■ İstek A
Kayıtların en başından başlayıp "Query: <item>runner in pink shirt</item>" geçen satırda biten kısmı, iki ucu da dahil olmak üzere aynen tekrarla. Resimleri yanıta koyma.

■ Kaynak metin
Yılları Peşinden Sürükleyen Gün ( 3 Mayıs )
Yılları Peşinden Sürükleyen Gün ( 3 Mayıs )
İnsan hayatında Tarihler vardır,asla unutulmaz.
Her akıla geldiğinde derinden bir iç çektirir insana.
Tarihler vardır,geçmişde olan bir mutlu tabloyu yâd etmek için
hatırlanır.
Kişiler vardır,zamanla kendini aşan ve bir Millete mal ettiği
hareketleriyle anılır. Kimbilir kişi o yaşadığı dönemde
anlaşılmayabilir. Görmezlikden gelinerek bir hiç de sayılabilir.
zaman zaman adı işkence olup, hikayelerin sonu
zindanlarda da bitebilir. Takvim yaprakları her 3 Mayıs’ı dövdüğünde
benim içimde inanılmaz bir sancı,inanılmaz bir ruh yeşerir.
Hayat da Acıyla kendisine şekil veremeyenler,pek hafızalarda yer
etmezler. Bilmem kaç bin küsur yıllık bir Milletin derin sancısını
yüreğinde hissedenlerin, çıktığı bu yolda,verdikleri inanılmaz
mücadeleler gelir hep aklıma. ve içim burkulur.

■ İstek B
3 Mayıs yazısında "İnsan hayatında Tarihler vardır" diye başlayan paragrafı ana bilgileri koruyarak kısa bir madde listesine çevir.

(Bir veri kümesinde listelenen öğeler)
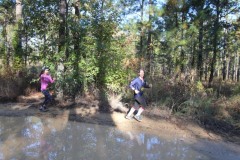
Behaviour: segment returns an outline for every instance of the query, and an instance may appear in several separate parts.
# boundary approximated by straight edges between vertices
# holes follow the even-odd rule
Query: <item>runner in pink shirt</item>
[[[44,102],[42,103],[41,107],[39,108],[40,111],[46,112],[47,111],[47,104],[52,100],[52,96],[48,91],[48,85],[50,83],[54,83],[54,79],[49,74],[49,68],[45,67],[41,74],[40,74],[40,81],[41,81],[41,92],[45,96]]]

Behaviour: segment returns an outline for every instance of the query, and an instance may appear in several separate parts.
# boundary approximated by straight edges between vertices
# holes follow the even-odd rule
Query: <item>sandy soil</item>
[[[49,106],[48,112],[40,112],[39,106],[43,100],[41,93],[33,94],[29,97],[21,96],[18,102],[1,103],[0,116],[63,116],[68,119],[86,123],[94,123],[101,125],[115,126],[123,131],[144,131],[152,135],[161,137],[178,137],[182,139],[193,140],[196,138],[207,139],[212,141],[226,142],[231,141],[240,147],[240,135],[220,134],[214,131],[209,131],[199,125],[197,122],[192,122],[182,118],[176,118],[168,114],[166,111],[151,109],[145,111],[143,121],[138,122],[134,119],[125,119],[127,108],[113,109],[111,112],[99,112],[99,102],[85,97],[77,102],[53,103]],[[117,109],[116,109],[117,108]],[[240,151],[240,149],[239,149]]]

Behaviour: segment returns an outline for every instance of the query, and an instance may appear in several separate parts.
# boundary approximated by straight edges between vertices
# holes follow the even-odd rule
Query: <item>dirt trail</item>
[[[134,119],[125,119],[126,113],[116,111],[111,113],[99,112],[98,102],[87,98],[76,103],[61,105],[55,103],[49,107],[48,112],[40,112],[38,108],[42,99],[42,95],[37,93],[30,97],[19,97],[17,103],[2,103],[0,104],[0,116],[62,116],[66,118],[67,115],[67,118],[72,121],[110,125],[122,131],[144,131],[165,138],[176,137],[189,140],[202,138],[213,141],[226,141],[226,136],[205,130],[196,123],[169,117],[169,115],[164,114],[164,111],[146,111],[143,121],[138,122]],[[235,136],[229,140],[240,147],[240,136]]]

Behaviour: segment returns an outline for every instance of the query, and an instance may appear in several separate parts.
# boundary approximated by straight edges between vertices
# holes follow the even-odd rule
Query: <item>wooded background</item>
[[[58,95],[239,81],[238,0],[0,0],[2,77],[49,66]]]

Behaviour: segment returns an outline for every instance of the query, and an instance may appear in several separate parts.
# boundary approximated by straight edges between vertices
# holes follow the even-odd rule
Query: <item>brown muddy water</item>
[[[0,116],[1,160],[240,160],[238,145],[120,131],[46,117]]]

■ Görev yanıtı A
Behaviour: segment returns an outline for every instance of the query, and an instance may appear in several separate parts.
# boundary approximated by straight edges between vertices
# holes follow the even-odd rule
Query: <item>runner in pink shirt</item>

■ Görev yanıtı B
- Bazı tarihler hiç unutulmaz ve her akla geldiğinde insana derin bir iç çektirir.
- Bazı tarihler geçmişteki mutlu bir anı anmak için hatırlanır.
- Bazı kişiler kendini aşan ve bir millete mal ettiği hareketleriyle anılır.
- Bu kişiler yaşadıkları dönemde anlaşılmayabilir, görmezden gelinebilir, işkence görebilir ve hikâyeleri zindanda bitebilir.
- Her 3 Mayıs'ta yazarın içinde büyük bir sancı ve bir ruh yeşerir.
- Hayatta acıyla şekillenmeyenler pek hatırlanmaz.
- Yazar, binlerce yıllık bir milletin sancısını yüreğinde hissedenlerin verdiği büyük mücadeleleri hep hatırlar ve içi burkulur.